:: SOURCE PASSAGE ::
+++

DbSchema | Window Functions in SQL - Use in Data Analysis

Design • 26-Apr-2022

by Asad Saleem

Some days your company just isn’t doing well, and your data science lead will throw away any possible analysis he can think of, just to figure out the anomaly in data trends. Fortunately, with Window Functions in SQL, you can derive any variable or analysis required.

Window Function Benefit

Suppose we want a column that shows avg amount for each customer, without affecting the row count of the table.

Partition By vs Group By Resultant Query Comparison

Using Group By limits the row count to the unique values of the grouped column, but by using window function we keep the table’s original row count and just append the desired column.

Extremely useful for feature engineering and creating variables that will be used in predictive modeling and validations.

Data Analysis with Window Functions in SQL Road Map:

PostgreSQL Database and DbSchema Database Tool
Postgres Random Data Generator
Window Functions List in SQL
Window Function Syntax Postgres
Feature Engineering PostgreSQL
Aggregate Window Functions
Row Number Partition
Postgres CTE
Lag and Lead Window Functions
Conclusion

PostgreSQL Database and DBSchema Database Tool

PostgreSQL Database and DbSchema Database Tool

We will be using PostgreSQL as our Database and DbSchema as our Database Tools.

+++

:: STORED DATA ::
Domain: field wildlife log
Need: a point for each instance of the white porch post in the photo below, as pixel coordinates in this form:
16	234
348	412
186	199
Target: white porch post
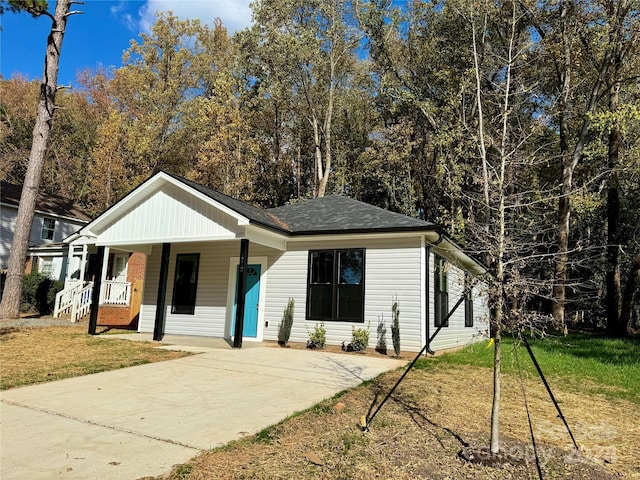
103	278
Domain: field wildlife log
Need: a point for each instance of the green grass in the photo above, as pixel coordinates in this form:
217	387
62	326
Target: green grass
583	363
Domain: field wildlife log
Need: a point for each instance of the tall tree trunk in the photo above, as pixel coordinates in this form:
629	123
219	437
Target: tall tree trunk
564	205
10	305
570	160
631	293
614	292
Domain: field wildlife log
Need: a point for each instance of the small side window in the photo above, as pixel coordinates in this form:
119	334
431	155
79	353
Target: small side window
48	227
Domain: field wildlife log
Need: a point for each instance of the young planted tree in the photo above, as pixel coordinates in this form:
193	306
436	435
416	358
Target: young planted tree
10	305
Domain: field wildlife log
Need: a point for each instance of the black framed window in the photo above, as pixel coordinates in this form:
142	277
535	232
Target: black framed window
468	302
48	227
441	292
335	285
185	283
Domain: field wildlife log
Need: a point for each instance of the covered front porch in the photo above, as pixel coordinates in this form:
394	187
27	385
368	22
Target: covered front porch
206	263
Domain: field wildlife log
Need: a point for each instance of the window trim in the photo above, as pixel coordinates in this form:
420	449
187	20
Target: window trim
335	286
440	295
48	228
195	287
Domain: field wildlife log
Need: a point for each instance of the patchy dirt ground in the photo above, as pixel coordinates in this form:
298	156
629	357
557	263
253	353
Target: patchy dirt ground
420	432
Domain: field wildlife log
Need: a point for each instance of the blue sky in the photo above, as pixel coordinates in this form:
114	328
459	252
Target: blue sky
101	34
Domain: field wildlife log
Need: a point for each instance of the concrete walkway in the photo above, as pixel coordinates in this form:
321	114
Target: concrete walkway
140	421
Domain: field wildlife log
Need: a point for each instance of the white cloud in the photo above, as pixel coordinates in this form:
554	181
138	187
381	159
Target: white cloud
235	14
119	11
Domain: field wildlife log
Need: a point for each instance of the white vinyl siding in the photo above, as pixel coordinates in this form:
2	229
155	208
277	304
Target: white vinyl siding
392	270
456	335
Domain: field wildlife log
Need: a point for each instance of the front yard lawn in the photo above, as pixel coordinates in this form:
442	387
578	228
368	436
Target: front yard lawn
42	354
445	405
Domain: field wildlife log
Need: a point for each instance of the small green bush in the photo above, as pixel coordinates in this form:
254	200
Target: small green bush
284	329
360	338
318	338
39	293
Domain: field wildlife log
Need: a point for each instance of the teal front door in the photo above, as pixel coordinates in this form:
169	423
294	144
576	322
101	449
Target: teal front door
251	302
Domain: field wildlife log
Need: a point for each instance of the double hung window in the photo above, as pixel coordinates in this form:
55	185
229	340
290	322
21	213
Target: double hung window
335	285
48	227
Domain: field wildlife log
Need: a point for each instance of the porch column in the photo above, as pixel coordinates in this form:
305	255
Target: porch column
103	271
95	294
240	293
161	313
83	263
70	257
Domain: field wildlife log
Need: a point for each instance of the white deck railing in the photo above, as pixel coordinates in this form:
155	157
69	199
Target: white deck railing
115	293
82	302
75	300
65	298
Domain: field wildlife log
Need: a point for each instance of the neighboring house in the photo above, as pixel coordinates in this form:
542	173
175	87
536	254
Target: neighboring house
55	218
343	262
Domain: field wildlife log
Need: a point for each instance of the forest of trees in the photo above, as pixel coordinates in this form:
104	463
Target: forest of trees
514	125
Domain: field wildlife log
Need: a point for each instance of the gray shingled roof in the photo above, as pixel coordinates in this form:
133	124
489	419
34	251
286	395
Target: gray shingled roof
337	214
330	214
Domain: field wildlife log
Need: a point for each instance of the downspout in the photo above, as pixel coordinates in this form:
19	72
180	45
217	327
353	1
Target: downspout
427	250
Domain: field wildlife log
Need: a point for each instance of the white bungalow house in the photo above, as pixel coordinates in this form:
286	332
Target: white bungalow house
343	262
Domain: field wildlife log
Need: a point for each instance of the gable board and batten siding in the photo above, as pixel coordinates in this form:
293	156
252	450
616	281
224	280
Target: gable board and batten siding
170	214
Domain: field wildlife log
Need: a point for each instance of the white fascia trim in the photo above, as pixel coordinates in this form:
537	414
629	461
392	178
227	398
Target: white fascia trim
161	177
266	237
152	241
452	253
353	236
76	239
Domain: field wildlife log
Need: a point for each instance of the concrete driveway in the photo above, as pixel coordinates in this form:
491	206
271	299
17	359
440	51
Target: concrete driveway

+++

:: SET TASKS ::
1. According to the article on SQL window functions, which database and which database tool does it use?
2. Shorten the paragraph of the article on SQL window functions that begins "Using Group By limits the row count", keeping its main facts.
3. Transcribe the article on SQL window functions, starting with "Some days your" and going on through "or analysis required.".
The lines that come after the article on SQL window functions aren't needed for any of this work.

:: TASK ANSWERS ::
1. It uses PostgreSQL as the database and DbSchema as the database tool.

2. Group By reduces the rows to the unique values of the grouped column, while a window function keeps the table's original row count and only adds the desired column.

3.
Some days your company just isn’t doing well, and your data science lead will throw away any possible analysis he can think of, just to figure out the anomaly in data trends. Fortunately, with Window Functions in SQL, you can derive any variable or analysis required.